# TEXTE SOURCE
* * *
Si René Magritte est une figure importante du surréalisme, il cultive un style bien à lui. Grâce à des motifs qu’il reprend tout au long de sa carrière, il va construire une autre vision de la réalité, comme le rappelle l’œuvre emblématique Le fils de l’homme.
Surréalisme à la mode belge
À Paris, Magritte découvre André Breton et les surréalistes. Ce qui le frappe, c’est cette volonté de libérer l’esprit par l’art. Ce qui l’influence, ce sont les associations surprenantes d’objets qui n’ont rien à voir entre eux. Voilà ce qu’il ramène dans ses bagages lorsqu’il rentre s’installer définitivement en Belgique (où vous pouvez aujourd’hui admirer la plus vaste collection de ses œuvres, au musée Magritte). Même plusieurs années après son retour, il continue de construire ses œuvres selon des principes surréalistes.
Dans Le Fils de l’homme, peint à la fin de sa carrière, on voit un homme en chapeau melon, portant un costume sombre et une cravate rouge. Il se tient droit comme un i devant un muret. Derrière lui, le ciel et la mer grise se confondent. Tout paraît normal, à l’exception de cette pomme verte qui flotte au centre de la toile. Rien ne semble lier ces éléments entre eux. Bizarre… Le mystère reste entier.

Bizarre, mon cher Magritte
Le mystère et le décalage, voilà justement ce qui intéresse Magritte. Ce n’est pas tant cette pomme presque trop parfaite qui nous intrigue. C’est l’endroit où elle est placée : devant le visage de l’homme au chapeau. Elle le masque presque totalement, seul l’œil gauche se devine. Chez Magritte, l’homme au costume sombre, le chapeau melon, le ciel nuageux et la pomme sont des motifs qui reviennent fréquemment. Leur but : bousculer notre perception de la réalité.
* * *
# EXTRAITS DE DONNÉES
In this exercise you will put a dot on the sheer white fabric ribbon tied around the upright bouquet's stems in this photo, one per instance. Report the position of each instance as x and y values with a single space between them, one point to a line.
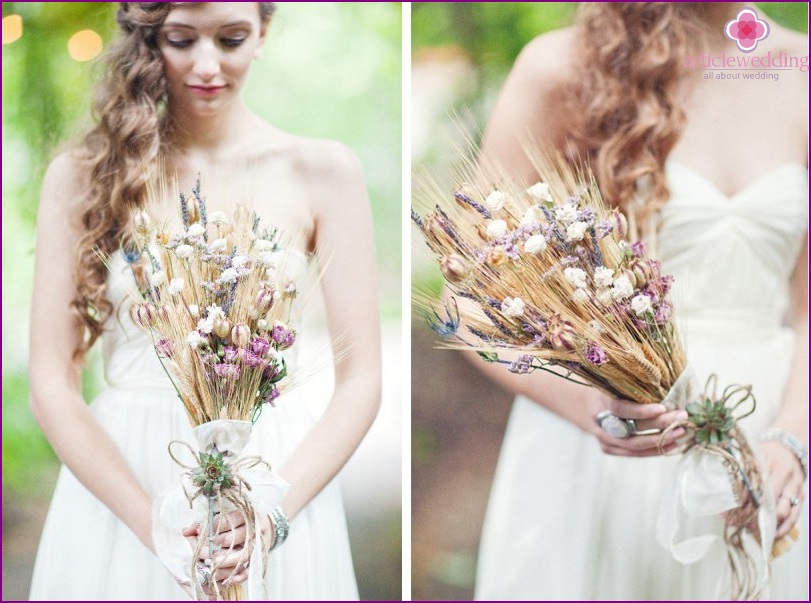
257 488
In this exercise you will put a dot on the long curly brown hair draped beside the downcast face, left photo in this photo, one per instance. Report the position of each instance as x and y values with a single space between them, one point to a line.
131 132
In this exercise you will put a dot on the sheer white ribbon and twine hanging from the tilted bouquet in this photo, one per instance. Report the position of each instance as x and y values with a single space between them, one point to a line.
710 482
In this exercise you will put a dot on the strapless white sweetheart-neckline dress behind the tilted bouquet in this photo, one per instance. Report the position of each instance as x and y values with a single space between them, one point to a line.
567 522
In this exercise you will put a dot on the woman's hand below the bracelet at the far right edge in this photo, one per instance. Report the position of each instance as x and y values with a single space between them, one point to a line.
786 478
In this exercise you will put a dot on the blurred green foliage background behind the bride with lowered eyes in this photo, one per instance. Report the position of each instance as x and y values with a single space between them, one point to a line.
329 70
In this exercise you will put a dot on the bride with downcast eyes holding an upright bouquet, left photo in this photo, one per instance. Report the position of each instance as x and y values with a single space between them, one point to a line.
172 89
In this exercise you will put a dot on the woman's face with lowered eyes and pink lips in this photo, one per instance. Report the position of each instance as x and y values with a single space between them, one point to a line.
207 50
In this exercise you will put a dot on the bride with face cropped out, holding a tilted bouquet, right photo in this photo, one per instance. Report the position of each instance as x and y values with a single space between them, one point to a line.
722 167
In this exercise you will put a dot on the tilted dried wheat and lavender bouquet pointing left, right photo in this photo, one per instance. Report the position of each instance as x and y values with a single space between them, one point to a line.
546 278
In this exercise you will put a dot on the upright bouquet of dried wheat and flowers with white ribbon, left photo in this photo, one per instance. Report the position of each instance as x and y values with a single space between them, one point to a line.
216 300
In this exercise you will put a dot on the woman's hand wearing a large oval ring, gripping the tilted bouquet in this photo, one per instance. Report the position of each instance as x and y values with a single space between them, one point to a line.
653 418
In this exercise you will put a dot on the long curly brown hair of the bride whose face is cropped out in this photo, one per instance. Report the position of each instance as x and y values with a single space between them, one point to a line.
627 116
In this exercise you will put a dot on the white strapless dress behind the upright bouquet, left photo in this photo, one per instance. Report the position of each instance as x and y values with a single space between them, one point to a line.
87 554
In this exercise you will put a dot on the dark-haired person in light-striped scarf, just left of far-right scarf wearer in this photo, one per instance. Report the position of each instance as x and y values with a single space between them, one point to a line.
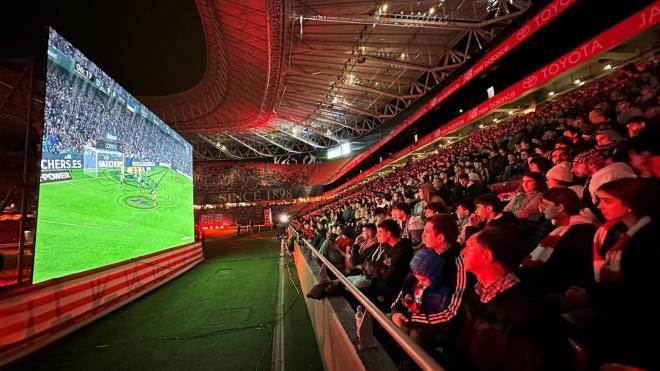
563 258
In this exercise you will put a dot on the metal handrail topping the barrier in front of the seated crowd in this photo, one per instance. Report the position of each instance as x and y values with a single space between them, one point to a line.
419 355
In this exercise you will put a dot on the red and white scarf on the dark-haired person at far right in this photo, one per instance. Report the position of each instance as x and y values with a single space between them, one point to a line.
608 269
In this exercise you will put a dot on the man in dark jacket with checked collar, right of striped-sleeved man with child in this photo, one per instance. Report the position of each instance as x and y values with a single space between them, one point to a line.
508 325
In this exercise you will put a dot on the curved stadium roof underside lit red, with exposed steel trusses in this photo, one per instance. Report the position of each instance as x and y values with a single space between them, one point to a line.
299 76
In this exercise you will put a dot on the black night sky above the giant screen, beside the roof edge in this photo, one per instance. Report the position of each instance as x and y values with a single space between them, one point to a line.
151 47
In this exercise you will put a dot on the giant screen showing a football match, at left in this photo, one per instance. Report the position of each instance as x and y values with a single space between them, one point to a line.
116 181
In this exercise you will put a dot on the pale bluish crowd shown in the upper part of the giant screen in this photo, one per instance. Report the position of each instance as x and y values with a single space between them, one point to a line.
77 114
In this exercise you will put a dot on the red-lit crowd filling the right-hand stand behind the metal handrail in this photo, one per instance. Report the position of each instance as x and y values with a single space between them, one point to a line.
554 215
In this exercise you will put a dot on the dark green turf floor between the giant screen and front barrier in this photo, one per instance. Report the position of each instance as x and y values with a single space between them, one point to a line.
218 316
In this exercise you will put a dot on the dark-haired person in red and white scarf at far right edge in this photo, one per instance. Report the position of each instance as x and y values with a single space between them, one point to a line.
620 314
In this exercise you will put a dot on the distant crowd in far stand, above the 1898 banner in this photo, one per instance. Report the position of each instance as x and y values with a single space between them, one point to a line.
210 179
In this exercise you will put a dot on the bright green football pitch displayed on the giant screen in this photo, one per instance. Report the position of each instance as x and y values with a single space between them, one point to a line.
89 222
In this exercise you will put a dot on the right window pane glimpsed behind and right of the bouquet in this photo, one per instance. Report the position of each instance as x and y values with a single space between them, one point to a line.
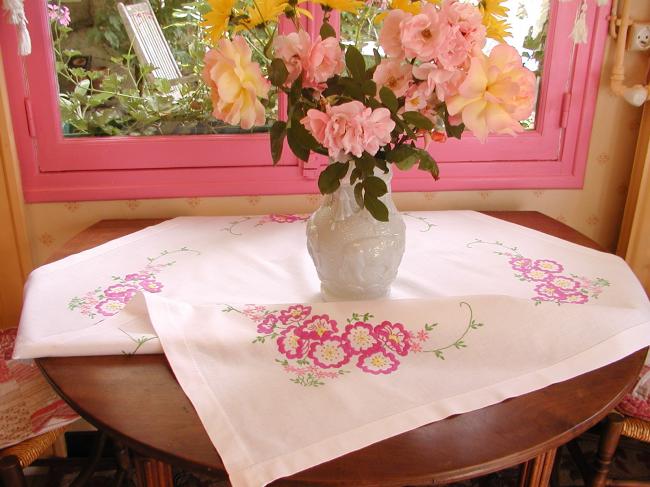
* * *
# CONSIGNE 1
Recopiez le passage du texte sur Magritte qui commence par « Dans Le Fils » et se termine par « mystère reste entier. ».
# CONSIGNE 2
Rédigez la suite du texte sur René Magritte, en reprenant après sa dernière phrase.

# RÉPONSE FINALE 1
Dans Le Fils de l’homme, peint à la fin de sa carrière, on voit un homme en chapeau melon, portant un costume sombre et une cravate rouge. Il se tient droit comme un i devant un muret. Derrière lui, le ciel et la mer grise se confondent. Tout paraît normal, à l’exception de cette pomme verte qui flotte au centre de la toile. Rien ne semble lier ces éléments entre eux. Bizarre… Le mystère reste entier.

# RÉPONSE FINALE 2
Ici, Magritte joue sur ce qu’il montre et ce qu’il cache. Il nous montre la pomme mais nous cache le visage. Voilà de quoi attiser notre curiosité… Face à cette toile mystérieuse, toutes les interrogations et toutes les interprétations sont permises. En nous cachant un détail, Magritte nous dévoile en fait un océan de possibilités !
Un art à part
La peinture de Magritte présente des points communs avec celle des autres surréalistes. Cependant, il a un style unique. S’il aime bousculer les idées reçues, surprendre et même parfois choquer, il le fait de façon très académique. Plutôt que de travailler la technique, il préfère travailler le sujet. Ici, plus que le traitement de la pomme, c’est l’emplacement de la pomme qui compte.
Sa manière de peindre est très lisse, sa touche presque neutre tant elle est à peine visible. Comme si Magritte avait effacé toute trace de sa présence, pour laisser plus de place aux objets. Au lieu de se concentrer sur la touche du peintre, le spectateur se concentre sur l’image.
Si Le Fils de l’homme surprend autant, c’est parce que comme dans presque toutes ses toiles, les motifs sont traités de façon extrêmement précise. Le fondu du ciel, les rainures du mur, le feutre du chapeau, tout cela semble si réel… et pourtant si étrange à la fois. Voilà la marque de fabrique de Magritte. Faire du surréalisme de façon réaliste !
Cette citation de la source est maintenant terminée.